▸ Text block
Followup on ARM Minisummit at 2011 LPC
dann frazier
dann.frazier at canonical.com
Thu Oct 6 18:43:27 UTC 2011
On Thu, Oct 06, 2011 at 03:20:16PM -0300, Paulo César Pereira de Andrade wrote:
> Em 6 de outubro de 2011 14:38, Jon Masters <jcm at redhat.com> escreveu:
> > On Tue, 2011-10-04 at 00:41 -0300, Paulo César Pereira de Andrade wrote:
> >
> >> For now I have been only considering gcc as compiler
> >
> > I think, realistically, so have we. But I'm open to rethinking that.
>
> The problem is that this compiler apparently only offers two options,
> softfp (not softfp calling convention) by generating code without fpu
> support, and hardfp that only supports float arguments on float
> registers. IMO, the hardfp abi is not something for a distribution,
> but for a "closed" (not necessarily closed source) image, where
> the exact hardware is known before hand, and from Linux pretty
> much only the kernel and a few packages are used.
fyi, I found that this page contains a pretty good explanation of why
we ended up where we are (at least from Debian's POV):
http://wiki.debian.org/ArmHardFloatPort
> >> and the link in
> >> infocenter.arm.com appears to suggest that the mapping, to have an
> >> armv7 distro capable of running existing armv5 or older software, would be:
> >>
> >> gcc -mfloat-abi=softfp -mfpu=vfpv3-d16 -> tcc /hardfp /nofpregargs
> >>
> >> possibly replacing vfpv3-d16 with neon
> >>
> >> but the problem is, the tcc (arm C compiler!?) calls softfp what gcc
> >> calls -mfloat-abi=soft, but "now" only supports hardp with what gcc
> >> calls -mfloat-abi=hard calling convention.
> >
> > So, it's true that we're basically saying as far as we believe Linux
> > distributions go in the ARMv7 timeframe, we assume hardfloat and will
> > all be using the newer ABI. Is that what you meant?
>
> Absolutely not agreeing :-) I have spent some time packaging, and
> got by myself over 3k Mandriva packages built for softfp, but it is mostly
> for "clearing the path", and knowing what is ahead; the same way
> I did go down all the way cross compiling several bootstraps, and starting
> building rpm, and then a few rpms for all toolchain setups.

▸ Material
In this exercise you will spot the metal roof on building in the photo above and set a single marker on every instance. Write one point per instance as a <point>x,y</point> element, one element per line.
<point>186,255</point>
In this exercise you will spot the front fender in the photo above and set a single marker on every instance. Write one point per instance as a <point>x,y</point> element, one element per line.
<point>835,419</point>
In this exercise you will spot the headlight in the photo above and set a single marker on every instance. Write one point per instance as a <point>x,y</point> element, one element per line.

▸ What is asked
1. In the email, rewrite the paragraph that begins "The problem is that this compiler" more briefly, keeping its main facts.
2. Transcribe the part of the email that opens with the words containing "Followup on ARM" and closes with "to rethinking that.".

▸ Outputs in order
1. This compiler seems to offer only two options: softfp (not the softfp calling convention), which generates code without FPU support, and hardfp, which supports float arguments only in float registers. In the writer's opinion, the hardfp ABI doesn't suit a distribution. It suits a "closed" image where the exact hardware is known beforehand and little of Linux beyond the kernel and a few packages is used.

2.
Followup on ARM Minisummit at 2011 LPC
dann frazier
dann.frazier at canonical.com
Thu Oct 6 18:43:27 UTC 2011
On Thu, Oct 06, 2011 at 03:20:16PM -0300, Paulo César Pereira de Andrade wrote:
> Em 6 de outubro de 2011 14:38, Jon Masters <jcm at redhat.com> escreveu:
> > On Tue, 2011-10-04 at 00:41 -0300, Paulo César Pereira de Andrade wrote:
> >
> >> For now I have been only considering gcc as compiler
> >
> > I think, realistically, so have we. But I'm open to rethinking that.